* PROVIDED ENTRIES *
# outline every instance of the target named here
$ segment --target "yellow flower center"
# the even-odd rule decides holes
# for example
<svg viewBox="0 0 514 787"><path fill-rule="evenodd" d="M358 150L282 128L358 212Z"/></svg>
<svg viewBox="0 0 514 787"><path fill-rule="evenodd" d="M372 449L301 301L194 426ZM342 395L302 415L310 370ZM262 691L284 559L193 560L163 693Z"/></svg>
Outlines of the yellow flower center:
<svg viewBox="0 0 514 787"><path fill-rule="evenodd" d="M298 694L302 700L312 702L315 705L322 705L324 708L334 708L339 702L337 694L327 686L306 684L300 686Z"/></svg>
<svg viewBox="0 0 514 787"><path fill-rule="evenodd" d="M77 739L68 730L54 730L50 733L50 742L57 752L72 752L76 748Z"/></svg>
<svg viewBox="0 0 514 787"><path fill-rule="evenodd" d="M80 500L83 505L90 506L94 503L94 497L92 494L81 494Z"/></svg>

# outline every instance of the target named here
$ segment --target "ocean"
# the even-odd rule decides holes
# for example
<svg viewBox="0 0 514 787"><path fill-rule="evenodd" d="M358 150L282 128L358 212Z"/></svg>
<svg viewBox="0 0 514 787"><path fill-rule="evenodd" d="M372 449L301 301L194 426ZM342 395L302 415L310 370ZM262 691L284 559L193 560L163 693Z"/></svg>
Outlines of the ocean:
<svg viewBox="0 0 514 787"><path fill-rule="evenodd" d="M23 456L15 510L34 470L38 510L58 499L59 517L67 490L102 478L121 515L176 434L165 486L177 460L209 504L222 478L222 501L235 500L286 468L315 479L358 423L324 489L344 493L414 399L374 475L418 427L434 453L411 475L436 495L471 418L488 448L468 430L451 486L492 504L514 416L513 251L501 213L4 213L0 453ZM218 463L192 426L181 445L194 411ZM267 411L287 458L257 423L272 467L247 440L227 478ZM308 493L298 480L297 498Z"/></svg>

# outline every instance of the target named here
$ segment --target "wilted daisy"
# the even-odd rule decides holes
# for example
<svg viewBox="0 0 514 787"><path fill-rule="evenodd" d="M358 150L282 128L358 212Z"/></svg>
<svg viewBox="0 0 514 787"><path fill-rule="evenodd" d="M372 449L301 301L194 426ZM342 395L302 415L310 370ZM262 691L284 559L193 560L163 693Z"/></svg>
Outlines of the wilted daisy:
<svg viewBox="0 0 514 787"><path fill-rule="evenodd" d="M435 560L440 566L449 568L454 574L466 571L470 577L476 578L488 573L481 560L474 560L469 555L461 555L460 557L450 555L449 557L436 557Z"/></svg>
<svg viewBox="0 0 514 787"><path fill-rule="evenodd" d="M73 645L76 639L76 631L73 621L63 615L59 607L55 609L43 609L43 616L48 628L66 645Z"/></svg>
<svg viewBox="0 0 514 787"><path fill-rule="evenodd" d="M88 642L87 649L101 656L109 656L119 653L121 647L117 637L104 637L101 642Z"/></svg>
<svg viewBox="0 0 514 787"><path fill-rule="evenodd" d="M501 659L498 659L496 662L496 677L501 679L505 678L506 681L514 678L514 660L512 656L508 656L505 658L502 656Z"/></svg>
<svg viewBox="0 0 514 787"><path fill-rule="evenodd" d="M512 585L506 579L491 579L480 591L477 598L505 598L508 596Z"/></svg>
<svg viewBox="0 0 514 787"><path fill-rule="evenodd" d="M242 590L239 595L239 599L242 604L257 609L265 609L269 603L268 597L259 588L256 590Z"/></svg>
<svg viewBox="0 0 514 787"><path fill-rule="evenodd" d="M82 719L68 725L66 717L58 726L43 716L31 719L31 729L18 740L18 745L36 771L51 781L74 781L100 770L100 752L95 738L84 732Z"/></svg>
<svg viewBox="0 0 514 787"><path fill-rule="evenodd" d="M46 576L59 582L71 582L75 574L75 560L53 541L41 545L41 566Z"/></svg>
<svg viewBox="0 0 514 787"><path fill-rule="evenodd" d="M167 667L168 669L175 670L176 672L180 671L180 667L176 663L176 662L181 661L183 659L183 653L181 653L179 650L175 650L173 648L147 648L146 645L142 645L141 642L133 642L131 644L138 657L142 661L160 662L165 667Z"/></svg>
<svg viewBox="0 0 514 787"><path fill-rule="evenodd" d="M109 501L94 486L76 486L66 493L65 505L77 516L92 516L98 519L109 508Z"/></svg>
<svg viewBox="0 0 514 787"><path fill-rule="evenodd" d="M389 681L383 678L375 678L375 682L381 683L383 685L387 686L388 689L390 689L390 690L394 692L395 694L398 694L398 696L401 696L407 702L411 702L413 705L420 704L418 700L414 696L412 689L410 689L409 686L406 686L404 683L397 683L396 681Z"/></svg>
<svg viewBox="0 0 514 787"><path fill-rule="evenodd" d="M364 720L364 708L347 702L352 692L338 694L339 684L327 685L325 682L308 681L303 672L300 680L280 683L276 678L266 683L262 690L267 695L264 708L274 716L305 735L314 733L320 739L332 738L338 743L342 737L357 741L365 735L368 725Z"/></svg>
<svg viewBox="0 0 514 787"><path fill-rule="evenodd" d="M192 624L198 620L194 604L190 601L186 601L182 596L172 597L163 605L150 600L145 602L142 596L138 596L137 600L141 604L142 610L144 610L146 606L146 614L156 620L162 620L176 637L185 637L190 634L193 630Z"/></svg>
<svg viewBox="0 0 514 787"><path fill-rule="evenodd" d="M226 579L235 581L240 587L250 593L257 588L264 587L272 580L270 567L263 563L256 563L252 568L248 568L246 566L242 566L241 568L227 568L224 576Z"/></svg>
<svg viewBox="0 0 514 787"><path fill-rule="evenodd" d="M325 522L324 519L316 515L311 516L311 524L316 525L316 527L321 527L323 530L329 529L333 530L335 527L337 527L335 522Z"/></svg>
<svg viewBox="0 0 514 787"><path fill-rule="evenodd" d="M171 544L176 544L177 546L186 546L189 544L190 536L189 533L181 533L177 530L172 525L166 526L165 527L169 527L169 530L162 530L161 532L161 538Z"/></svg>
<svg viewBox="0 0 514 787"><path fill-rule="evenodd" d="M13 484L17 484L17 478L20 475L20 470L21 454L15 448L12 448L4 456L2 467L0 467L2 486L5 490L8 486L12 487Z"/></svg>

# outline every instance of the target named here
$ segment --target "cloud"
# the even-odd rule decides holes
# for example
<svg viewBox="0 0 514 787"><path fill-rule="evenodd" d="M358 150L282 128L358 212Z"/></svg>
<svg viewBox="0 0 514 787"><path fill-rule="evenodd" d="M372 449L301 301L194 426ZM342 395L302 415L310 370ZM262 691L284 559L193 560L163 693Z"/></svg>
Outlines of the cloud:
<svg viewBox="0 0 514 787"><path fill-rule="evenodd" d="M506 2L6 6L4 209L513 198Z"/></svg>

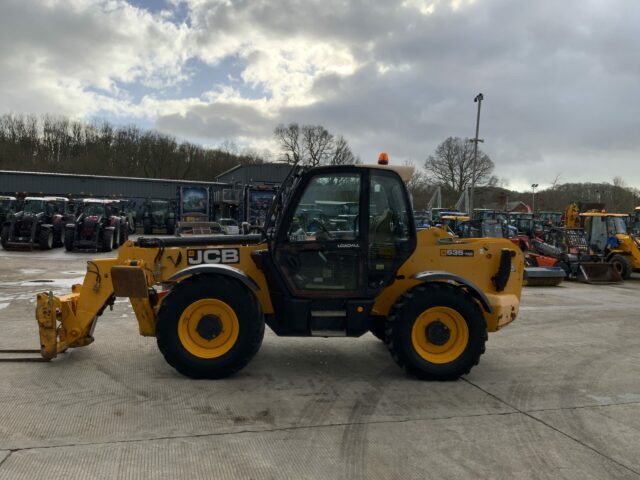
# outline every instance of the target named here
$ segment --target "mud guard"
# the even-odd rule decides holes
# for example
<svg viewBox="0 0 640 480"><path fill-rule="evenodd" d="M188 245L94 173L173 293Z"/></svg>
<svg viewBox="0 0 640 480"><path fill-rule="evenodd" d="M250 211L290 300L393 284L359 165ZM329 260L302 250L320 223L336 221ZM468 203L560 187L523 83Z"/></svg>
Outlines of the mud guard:
<svg viewBox="0 0 640 480"><path fill-rule="evenodd" d="M461 277L460 275L455 275L453 273L443 272L443 271L432 271L432 272L416 273L411 278L415 280L419 280L421 282L446 281L446 282L455 282L457 284L463 285L468 289L469 294L473 298L478 300L478 302L480 303L480 305L482 305L482 308L484 309L485 312L493 313L493 309L491 308L489 299L484 294L484 292L480 290L480 288L478 288L478 286L475 283L473 283L471 280L467 280L466 278Z"/></svg>

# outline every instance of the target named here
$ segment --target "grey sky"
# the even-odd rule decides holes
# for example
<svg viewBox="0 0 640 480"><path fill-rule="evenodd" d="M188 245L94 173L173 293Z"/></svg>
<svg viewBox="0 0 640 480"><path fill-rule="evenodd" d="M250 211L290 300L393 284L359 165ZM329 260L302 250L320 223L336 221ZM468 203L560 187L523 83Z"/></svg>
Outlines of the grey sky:
<svg viewBox="0 0 640 480"><path fill-rule="evenodd" d="M480 136L512 188L640 187L637 0L3 0L0 112L274 151L322 124L365 162Z"/></svg>

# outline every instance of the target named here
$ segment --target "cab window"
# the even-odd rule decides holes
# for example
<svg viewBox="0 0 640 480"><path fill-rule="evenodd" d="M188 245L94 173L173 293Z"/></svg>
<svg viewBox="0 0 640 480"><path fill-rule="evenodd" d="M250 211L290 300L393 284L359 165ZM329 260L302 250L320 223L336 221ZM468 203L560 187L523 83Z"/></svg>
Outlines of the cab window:
<svg viewBox="0 0 640 480"><path fill-rule="evenodd" d="M288 240L356 240L359 199L359 174L331 173L314 177L294 210Z"/></svg>

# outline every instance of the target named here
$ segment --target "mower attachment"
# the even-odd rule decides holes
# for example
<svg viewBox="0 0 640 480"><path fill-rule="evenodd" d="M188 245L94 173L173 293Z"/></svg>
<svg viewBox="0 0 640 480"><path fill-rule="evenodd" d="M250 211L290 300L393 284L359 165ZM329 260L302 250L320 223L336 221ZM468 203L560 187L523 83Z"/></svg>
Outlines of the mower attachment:
<svg viewBox="0 0 640 480"><path fill-rule="evenodd" d="M580 262L577 276L579 281L595 285L623 282L620 273L609 262Z"/></svg>
<svg viewBox="0 0 640 480"><path fill-rule="evenodd" d="M555 287L560 285L566 276L560 267L526 267L523 285L528 287Z"/></svg>

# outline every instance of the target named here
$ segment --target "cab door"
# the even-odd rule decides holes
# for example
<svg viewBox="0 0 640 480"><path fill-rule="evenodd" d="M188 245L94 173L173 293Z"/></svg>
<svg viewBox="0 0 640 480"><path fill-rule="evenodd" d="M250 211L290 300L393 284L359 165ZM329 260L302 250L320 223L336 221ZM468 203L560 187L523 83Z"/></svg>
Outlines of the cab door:
<svg viewBox="0 0 640 480"><path fill-rule="evenodd" d="M357 170L322 169L292 199L274 255L294 297L351 298L365 292L365 192Z"/></svg>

* EXERCISE GOAL *
List every line of the listing above that contains the word "wilted", matching case exactly.

* TASK RESULT *
$ segment --target "wilted daisy"
Outlines of the wilted daisy:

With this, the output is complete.